§ EXERCISE DIRECTIONS
Copy the records below line for line, leaving out the pictures.
* Begin *
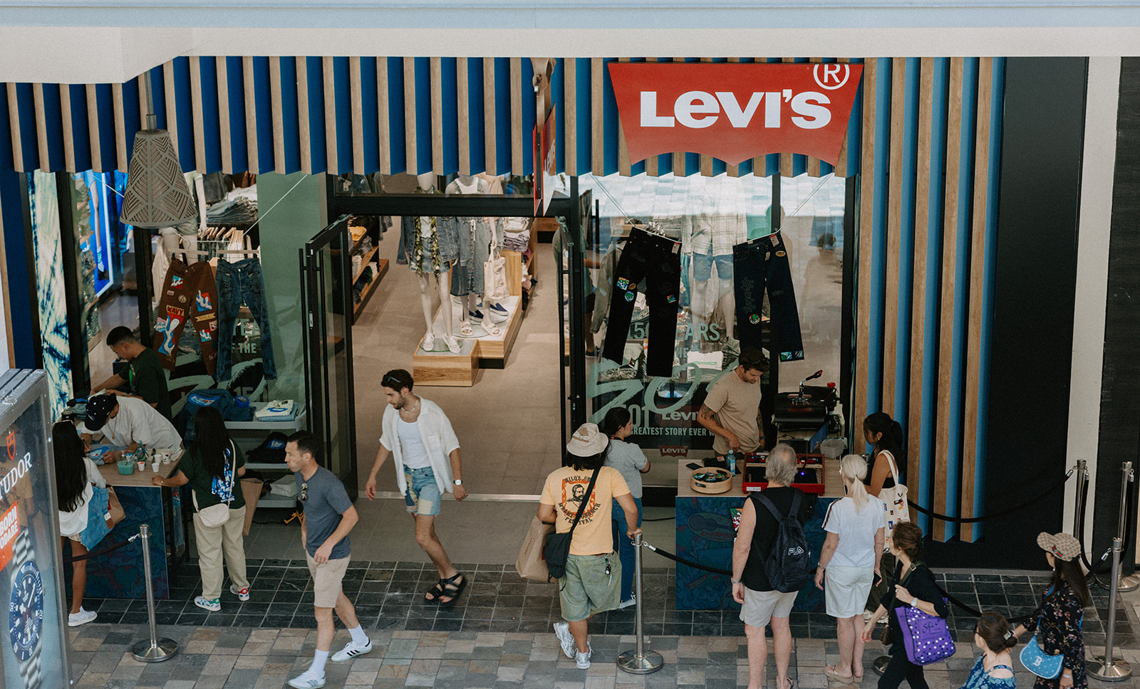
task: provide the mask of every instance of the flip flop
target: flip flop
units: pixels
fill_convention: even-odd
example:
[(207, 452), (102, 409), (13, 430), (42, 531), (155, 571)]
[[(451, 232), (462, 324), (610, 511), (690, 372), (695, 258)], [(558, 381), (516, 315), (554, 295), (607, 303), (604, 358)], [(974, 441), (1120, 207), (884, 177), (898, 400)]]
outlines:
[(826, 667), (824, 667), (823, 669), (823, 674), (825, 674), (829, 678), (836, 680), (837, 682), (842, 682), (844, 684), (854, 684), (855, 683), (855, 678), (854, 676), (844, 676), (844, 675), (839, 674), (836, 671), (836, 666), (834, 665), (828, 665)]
* End *
§ TASK ANSWER
task: provide the mask of every instance of the flip flop
target: flip flop
units: pixels
fill_convention: even-odd
example:
[(207, 452), (102, 409), (13, 430), (42, 531), (155, 571)]
[[(451, 232), (462, 324), (610, 511), (690, 372), (695, 258)], [(558, 381), (516, 315), (554, 295), (607, 303), (604, 358)], [(974, 441), (1120, 207), (884, 177), (898, 400)]]
outlines:
[(826, 667), (824, 667), (823, 669), (823, 674), (825, 674), (829, 678), (836, 680), (837, 682), (842, 682), (844, 684), (854, 684), (855, 683), (855, 678), (854, 676), (844, 676), (844, 675), (839, 674), (836, 671), (836, 666), (834, 665), (828, 665)]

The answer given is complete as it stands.